> What is expected
Reply with the data below, repeated exactly in full.

> Data for this task
※

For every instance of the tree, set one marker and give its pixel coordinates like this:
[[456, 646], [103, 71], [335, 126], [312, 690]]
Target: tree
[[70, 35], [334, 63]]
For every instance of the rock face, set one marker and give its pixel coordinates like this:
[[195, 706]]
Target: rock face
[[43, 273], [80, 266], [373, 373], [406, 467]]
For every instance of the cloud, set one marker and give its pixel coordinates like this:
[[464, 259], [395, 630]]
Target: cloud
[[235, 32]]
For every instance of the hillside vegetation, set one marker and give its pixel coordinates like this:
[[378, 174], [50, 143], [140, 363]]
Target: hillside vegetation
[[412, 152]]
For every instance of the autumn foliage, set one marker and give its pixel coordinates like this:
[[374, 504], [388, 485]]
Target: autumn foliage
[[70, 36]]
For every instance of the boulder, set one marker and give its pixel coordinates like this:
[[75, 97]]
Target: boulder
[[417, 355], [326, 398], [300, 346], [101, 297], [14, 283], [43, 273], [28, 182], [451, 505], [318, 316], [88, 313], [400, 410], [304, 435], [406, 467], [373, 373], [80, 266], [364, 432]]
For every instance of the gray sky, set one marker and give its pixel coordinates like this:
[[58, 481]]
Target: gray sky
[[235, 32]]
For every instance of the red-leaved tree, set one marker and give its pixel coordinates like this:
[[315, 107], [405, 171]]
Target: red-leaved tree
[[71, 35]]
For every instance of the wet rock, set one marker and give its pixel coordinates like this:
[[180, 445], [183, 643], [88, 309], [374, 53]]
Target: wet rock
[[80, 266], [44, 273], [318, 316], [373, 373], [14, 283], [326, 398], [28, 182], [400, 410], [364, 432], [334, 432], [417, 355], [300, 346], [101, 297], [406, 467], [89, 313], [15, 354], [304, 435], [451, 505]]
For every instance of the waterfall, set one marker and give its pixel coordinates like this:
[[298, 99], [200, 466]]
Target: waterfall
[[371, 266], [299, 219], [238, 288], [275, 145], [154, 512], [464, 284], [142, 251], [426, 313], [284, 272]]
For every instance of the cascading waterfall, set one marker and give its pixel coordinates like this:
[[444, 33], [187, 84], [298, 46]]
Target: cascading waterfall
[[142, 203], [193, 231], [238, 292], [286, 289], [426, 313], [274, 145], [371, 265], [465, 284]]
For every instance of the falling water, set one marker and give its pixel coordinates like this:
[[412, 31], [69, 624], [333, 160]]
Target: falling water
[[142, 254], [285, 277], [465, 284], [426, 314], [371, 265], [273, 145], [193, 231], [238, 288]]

※

> Written response
For every instance of the tree, set one marker and give its pixel coordinates like this:
[[456, 646], [103, 71], [335, 126], [312, 690]]
Target: tree
[[70, 35], [334, 63]]
For every instance of the rock face, set one marker and give its pixel coordinates like this:
[[195, 706]]
Target: rock face
[[43, 273], [80, 266], [373, 373], [406, 467]]
For every instance of the cloud, set one marker and give its pixel coordinates like this:
[[464, 259], [395, 630]]
Target: cloud
[[235, 32]]
For every instance of the hillside vegetation, set one marker and give its pixel coordinates like this:
[[378, 174], [50, 143], [140, 363]]
Target: hillside vegetation
[[412, 152]]
For every instance of the autumn foliage, set one marker and give its pixel coordinates like this:
[[374, 504], [388, 485]]
Target: autumn foliage
[[70, 36]]
For every instance of the boulder, set one marker and give its pixel coordinates like this:
[[75, 97]]
Target: boulder
[[417, 355], [326, 398], [300, 346], [101, 297], [14, 283], [43, 273], [28, 182], [451, 505], [318, 316], [88, 313], [400, 410], [304, 435], [406, 467], [373, 373], [80, 266], [364, 432]]
For every instance of the gray sky, set one marker and give its pixel coordinates like this:
[[58, 481]]
Target: gray sky
[[235, 32]]
For every instance of the red-leaved tree, set one marker and give its pixel coordinates like this:
[[315, 107], [405, 171]]
Target: red-leaved tree
[[71, 35]]
For every instance of the wet rock, set one marker and give its pixel coordinates like this:
[[180, 445], [183, 643], [88, 309], [374, 53]]
Target: wet rock
[[80, 266], [44, 273], [318, 316], [373, 373], [14, 283], [326, 398], [28, 182], [400, 410], [364, 432], [334, 432], [417, 355], [300, 346], [101, 297], [406, 467], [89, 313], [15, 354], [304, 435], [451, 505]]
For every instance of the waterfall, set one marker and give its pixel coordinates like this:
[[298, 99], [200, 466]]
Target: waterfall
[[371, 266], [299, 219], [238, 288], [275, 145], [154, 512], [464, 284], [142, 251], [426, 313], [284, 272]]
For every instance of the cascading waterfall, set one marker and give its pixel coordinates like this:
[[444, 33], [187, 84], [298, 46]]
Target: cascading waterfall
[[142, 203], [193, 231], [238, 292], [286, 289], [426, 313], [274, 145], [371, 265], [465, 284]]
For every instance of the falling water, set one marker and give its pixel coordinates like this:
[[412, 31], [69, 624], [333, 160]]
Target: falling water
[[142, 254], [285, 277], [465, 284], [426, 314], [371, 265], [273, 145], [193, 231], [238, 288]]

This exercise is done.